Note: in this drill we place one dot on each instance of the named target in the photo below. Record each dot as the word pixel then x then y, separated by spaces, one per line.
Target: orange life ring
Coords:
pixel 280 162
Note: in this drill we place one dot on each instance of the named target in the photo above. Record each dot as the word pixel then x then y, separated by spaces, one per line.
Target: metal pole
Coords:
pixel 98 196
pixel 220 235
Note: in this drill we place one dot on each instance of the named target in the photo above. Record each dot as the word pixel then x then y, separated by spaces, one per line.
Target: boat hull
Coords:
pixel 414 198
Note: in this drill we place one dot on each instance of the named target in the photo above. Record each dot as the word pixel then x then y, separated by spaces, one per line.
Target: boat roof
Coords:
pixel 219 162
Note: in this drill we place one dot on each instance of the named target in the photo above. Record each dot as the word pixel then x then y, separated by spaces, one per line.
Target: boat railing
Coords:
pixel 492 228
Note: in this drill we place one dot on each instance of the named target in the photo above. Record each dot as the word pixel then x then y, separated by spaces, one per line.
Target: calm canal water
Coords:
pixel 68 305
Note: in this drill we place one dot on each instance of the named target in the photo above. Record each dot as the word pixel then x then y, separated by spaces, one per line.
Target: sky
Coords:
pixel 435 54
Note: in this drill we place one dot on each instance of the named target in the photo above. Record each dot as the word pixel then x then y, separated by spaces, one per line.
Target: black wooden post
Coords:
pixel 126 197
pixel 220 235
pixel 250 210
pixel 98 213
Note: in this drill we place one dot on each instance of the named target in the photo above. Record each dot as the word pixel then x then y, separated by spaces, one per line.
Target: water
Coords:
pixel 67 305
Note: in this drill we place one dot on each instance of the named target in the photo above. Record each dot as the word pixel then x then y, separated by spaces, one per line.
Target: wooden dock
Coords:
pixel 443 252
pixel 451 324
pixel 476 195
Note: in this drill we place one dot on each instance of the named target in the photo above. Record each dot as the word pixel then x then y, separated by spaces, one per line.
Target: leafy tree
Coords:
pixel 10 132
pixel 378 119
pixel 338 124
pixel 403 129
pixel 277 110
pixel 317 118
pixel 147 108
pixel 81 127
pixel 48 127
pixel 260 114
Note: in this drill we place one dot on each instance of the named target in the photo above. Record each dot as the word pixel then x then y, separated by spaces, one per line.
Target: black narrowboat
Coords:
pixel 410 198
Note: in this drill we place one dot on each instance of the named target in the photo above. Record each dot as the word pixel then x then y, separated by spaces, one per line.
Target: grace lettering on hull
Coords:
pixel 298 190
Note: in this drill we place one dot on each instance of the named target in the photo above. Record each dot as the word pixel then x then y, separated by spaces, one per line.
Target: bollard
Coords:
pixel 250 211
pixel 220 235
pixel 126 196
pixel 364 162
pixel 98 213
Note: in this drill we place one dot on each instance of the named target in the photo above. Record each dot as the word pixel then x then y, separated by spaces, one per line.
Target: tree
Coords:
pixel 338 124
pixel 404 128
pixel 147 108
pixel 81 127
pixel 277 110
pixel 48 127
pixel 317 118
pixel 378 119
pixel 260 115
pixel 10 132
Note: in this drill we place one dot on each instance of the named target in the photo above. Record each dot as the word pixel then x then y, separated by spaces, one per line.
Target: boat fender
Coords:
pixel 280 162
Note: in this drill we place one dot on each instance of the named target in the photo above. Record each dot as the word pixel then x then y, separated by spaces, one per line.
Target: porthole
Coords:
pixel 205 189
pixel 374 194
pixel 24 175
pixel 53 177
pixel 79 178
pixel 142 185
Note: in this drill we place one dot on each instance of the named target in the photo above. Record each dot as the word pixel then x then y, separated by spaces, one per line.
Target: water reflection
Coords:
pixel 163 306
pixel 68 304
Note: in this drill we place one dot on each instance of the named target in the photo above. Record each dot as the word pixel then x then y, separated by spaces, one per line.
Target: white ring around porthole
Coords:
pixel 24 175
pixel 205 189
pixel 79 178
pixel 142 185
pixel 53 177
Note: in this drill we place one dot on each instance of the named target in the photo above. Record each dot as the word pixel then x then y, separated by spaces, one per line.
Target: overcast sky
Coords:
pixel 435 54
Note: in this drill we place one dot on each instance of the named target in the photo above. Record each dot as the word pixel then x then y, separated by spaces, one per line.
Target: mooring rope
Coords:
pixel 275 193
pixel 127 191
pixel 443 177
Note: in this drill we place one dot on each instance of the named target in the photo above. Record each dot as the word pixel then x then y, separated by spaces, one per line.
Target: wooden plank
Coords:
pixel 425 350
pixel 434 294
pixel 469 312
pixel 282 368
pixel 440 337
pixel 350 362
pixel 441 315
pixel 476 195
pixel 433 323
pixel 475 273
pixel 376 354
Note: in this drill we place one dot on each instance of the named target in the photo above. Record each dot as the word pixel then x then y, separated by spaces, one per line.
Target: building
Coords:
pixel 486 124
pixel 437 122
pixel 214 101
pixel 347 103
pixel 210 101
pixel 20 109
--------------------------------
PROBLEM TO SOLVE: Scan the material above. Copy each line where "water" occurs.

WRITTEN RESPONSE:
Target: calm canal water
Target: water
Target: water reflection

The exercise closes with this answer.